Raw data:
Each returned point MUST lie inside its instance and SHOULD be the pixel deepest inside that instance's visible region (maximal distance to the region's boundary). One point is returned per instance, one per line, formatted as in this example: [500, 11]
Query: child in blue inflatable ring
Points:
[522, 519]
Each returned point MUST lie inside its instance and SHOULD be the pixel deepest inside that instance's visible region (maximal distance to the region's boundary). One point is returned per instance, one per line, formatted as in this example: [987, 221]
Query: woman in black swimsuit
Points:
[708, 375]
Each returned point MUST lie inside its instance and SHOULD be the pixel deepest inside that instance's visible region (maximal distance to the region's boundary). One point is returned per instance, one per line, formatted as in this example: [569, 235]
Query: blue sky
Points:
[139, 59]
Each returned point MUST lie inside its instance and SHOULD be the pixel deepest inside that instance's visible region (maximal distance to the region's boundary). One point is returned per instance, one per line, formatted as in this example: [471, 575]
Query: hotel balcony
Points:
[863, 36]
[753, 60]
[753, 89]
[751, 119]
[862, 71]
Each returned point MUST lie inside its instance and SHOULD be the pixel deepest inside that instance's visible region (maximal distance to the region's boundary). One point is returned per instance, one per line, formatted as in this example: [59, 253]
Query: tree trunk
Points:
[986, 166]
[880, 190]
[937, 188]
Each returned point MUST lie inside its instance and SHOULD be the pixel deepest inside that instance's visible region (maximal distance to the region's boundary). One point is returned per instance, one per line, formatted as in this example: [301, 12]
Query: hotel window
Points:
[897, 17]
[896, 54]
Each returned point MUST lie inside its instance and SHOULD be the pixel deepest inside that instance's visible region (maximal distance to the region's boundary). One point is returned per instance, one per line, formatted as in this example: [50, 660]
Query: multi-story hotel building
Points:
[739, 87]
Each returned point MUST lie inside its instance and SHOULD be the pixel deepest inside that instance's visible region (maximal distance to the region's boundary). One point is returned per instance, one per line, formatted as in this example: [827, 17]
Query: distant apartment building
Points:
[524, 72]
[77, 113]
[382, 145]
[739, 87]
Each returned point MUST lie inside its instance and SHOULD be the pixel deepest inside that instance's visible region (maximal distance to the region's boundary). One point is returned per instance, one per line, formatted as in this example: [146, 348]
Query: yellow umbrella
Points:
--
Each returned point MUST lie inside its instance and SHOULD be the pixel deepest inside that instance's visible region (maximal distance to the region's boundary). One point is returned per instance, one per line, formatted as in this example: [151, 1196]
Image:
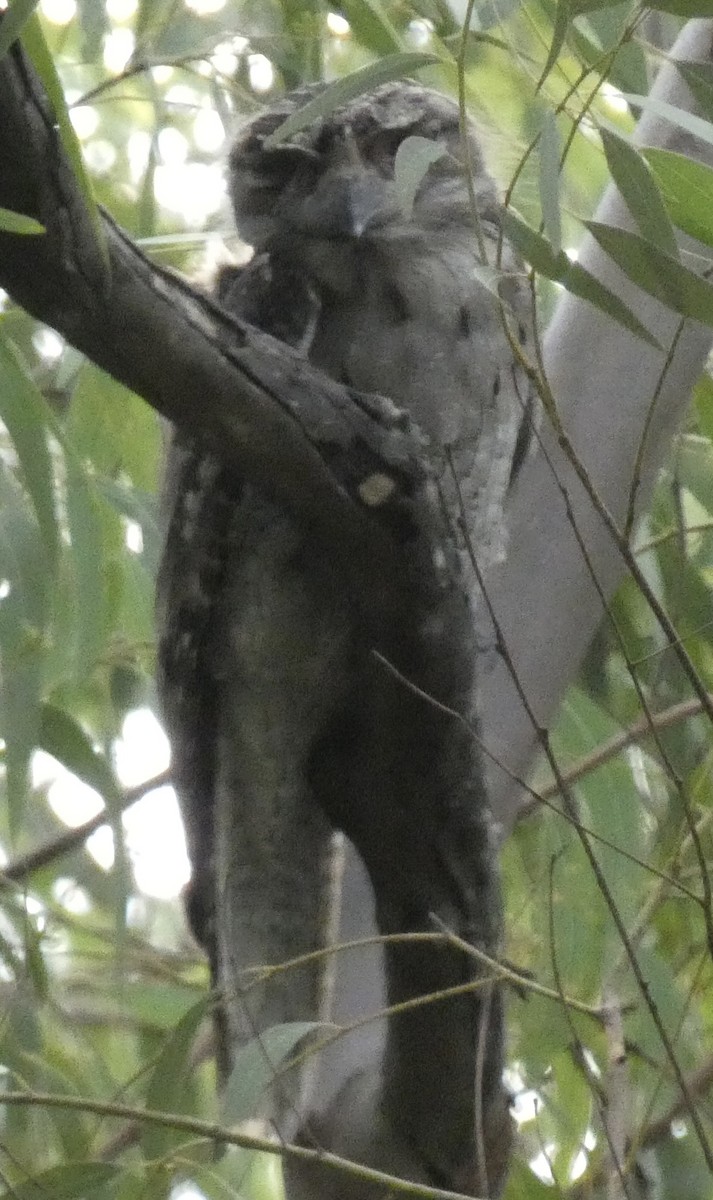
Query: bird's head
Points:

Directive: Pick out every line of the records that contains the word "hotel" and copy each one.

Answer for the task:
Query: hotel balcony
Query: hotel window
Query: multi-story hotel building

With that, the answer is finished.